Exercise: Copy out the material below word for word, beginning with the line that contains "the form (766,362)." and continuing through the last line of the material.

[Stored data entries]
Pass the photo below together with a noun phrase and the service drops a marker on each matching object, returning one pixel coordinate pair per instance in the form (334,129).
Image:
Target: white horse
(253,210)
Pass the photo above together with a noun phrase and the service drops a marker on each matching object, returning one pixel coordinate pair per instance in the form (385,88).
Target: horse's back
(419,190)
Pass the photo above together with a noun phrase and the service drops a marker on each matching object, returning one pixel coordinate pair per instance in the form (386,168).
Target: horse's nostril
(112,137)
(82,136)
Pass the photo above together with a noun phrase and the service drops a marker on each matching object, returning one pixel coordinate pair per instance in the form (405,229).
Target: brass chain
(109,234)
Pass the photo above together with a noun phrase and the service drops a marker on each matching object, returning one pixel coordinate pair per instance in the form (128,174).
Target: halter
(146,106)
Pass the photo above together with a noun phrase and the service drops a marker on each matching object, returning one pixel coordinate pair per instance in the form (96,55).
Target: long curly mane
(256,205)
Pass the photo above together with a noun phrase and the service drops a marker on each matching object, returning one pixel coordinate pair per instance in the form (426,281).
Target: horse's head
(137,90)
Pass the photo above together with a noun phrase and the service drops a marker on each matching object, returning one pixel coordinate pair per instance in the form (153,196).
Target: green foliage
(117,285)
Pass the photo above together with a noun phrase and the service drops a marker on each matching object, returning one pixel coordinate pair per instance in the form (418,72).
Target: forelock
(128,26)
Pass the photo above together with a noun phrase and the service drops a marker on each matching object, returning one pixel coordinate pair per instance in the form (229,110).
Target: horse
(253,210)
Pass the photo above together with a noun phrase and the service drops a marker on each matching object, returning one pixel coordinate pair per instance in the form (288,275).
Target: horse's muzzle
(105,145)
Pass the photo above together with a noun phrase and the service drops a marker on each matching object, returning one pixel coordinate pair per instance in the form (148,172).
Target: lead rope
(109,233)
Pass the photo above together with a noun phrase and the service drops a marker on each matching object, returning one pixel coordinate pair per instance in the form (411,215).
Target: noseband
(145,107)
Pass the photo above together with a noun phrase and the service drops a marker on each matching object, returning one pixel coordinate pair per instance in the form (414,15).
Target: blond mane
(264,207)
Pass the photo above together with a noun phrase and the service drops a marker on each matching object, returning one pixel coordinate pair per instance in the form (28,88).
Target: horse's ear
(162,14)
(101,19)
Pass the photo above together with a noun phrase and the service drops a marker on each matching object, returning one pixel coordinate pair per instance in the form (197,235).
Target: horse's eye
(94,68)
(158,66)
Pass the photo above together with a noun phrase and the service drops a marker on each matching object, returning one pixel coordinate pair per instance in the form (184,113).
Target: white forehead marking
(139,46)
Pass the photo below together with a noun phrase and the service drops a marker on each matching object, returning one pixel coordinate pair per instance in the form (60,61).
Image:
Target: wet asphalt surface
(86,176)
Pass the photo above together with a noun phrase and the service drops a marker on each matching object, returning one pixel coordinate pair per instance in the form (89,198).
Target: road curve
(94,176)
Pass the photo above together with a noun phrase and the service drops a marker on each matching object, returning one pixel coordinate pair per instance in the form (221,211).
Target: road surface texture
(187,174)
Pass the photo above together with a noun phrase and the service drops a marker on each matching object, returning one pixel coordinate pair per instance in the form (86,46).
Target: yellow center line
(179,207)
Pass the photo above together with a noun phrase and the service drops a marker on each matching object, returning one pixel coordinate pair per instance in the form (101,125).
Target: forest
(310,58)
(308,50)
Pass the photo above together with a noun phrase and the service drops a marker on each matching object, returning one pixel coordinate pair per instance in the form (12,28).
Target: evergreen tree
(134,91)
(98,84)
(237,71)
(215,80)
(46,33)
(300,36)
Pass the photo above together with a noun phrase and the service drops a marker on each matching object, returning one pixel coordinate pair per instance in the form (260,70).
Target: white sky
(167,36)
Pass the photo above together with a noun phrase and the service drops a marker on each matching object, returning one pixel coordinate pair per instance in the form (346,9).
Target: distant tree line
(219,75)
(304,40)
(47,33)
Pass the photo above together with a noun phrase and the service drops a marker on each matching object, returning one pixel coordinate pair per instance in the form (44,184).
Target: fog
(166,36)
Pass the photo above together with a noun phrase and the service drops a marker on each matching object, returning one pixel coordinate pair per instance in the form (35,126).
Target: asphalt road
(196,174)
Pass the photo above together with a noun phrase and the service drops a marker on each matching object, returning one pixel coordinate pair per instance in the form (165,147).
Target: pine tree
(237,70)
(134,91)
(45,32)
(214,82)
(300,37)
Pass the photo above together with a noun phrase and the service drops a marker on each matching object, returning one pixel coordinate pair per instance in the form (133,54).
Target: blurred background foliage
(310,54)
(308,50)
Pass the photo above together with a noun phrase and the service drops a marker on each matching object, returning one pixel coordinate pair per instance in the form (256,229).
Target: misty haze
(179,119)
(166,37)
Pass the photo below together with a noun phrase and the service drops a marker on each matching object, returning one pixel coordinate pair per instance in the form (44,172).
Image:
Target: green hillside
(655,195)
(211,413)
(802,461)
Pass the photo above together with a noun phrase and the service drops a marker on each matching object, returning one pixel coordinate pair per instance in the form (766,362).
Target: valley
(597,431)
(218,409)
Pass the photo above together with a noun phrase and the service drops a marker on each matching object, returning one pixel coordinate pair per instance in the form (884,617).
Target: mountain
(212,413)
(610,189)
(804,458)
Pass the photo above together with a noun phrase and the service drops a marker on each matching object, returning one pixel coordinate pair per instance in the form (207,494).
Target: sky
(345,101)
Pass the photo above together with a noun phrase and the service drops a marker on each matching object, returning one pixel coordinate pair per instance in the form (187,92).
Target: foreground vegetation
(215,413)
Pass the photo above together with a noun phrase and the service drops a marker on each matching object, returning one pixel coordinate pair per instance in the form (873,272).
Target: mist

Response to the task:
Pass the photo above together with a noun phrase and the service drops a marker on each matching object, returning one pixel coordinate pair per instance in the form (766,362).
Target: valley
(597,431)
(218,409)
Pass the photo above together with a noun phrase and the service drops a marker on each matching object, returning one pixel coordinate pair per instance in the form (884,617).
Target: mountain
(212,413)
(610,189)
(804,458)
Pass the photo above together with a noun phrase and the service drops a marker on each matching object, returning one pixel coordinate pair per instance in the form (207,494).
Target: sky
(345,101)
Pass the photo above together with a noun phrase and the service drops a marker on each matching object, returning one pixel coordinate pair per instance in the form (187,92).
Target: foreground vegetation
(215,413)
Pass the photo above together with a noun phrase and the service drops a marker on each matching object, returning one pixel coordinate pair per instance in the form (873,272).
Target: mist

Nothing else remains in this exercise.